Text section
--- begin ---

Lightweight embedded document store — SQLite ergonomics, MongoDB-style queries
Project description
MooFile
A lightweight, embedded, single-file document store with a developer-friendly query API. No server. No infrastructure. Just a file and a library.
from moofile import Collection, count, mean
with Collection("mydata.bson", indexes=["email", "age"]) as db:
db.insert({"name": "Alice", "email": "alice@example.com", "age": 30})
result = (
db.find({"age": {"$gt": 25}})
.sort("age", descending=True)
.limit(10)
.to_list()
)
Why MooFile?
| SQLite | JSON file | MongoDB | MooFile | |
|---|---|---|---|---|
| No server | ✓ | ✓ | ✗ | ✓ |
| Document-oriented | ✗ | ✓ | ✓ | ✓ |
| Indexes | ✓ | ✗ | ✓ | ✓ |
| Developer-friendly API | ✗ (SQL) | ✓ (raw Python) | ✓ | ✓ |
| Single-file portability | ✓ | ✓ | ✗ | ✓ |
MooFile is the right tool when you want MongoDB-style ergonomics without running a server: local tooling, embedded applications, tests, small datasets, single-process services.

--- end ---

Exercise instructions
A. Answer these questions on the MooFile project description, one line each:
(i) Which two fields are passed as indexes when the collection is opened?
(ii) At most, how many results does the example query return?
(iii) What uses does the closing paragraph list for MooFile?
B. Update the MooFile project description by rewriting the stretch from "Lightweight embedded document" through "Why MooFile?", with "package" in place of "library".
C. Carry the MooFile project description on from the point where it stops.
The location labeling data that comes next has no role in this work.

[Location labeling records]
--- begin ---

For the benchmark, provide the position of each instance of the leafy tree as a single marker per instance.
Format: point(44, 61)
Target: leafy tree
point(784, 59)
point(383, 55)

--- end ---

Written answers
A.
(i) "email" and "age"
(ii) 10
(iii) Local tooling, embedded applications, tests, small datasets, and single-process services

B.
Lightweight embedded document store — SQLite ergonomics, MongoDB-style queries
Project description
MooFile
A lightweight, embedded, single-file document store with a developer-friendly query API. No server. No infrastructure. Just a file and a package.
from moofile import Collection, count, mean
with Collection("mydata.bson", indexes=["email", "age"]) as db:
db.insert({"name": "Alice", "email": "alice@example.com", "age": 30})
result = (
db.find({"age": {"$gt": 25}})
.sort("age", descending=True)
.limit(10)
.to_list()
)
Why MooFile?

C.
Target dataset size: megabytes to single-digit gigabytes.
Installation
pip install moofile
# or, with pandas support for .to_df():
pip install "moofile[pandas]"
Dependencies: pymongo (for BSON encoding) and sortedcontainers.
Quick Start
from moofile import Collection
# Open or create a collection. Indexes are declared here.
db = Collection("users.bson", indexes=["email", "status"])
# Insert
alice = db.insert({"name": "Alice", "email": "alice@example.com", "age": 30, "status": "active"})
print(alice["_id"]) # auto-generated 24-char hex string
db.insert_many([
{"name": "Bob", "email": "bob@example.com", "age": 22, "status": "trial"},
{"name": "Carol", "email": "carol@example.com", "age": 40, "status": "active"},
])
# Query
active = db.find({"status": "active"}).to_list()
young = db.find({"age": {"$lt": 30}}).sort("age").to_list()
one = db.find_one({"email": "alice@example.com"})
# Update
db.update_one({"email": "alice@example.com"}, set={"age": 31})
db.update_many({"status": "trial"}, set={"status": "expired"})
# Delete
db.delete_one({"email": "carol@example.com"})
db.delete_many({"status": "expired"})
# Always close when done (or use a context manager)
db.close()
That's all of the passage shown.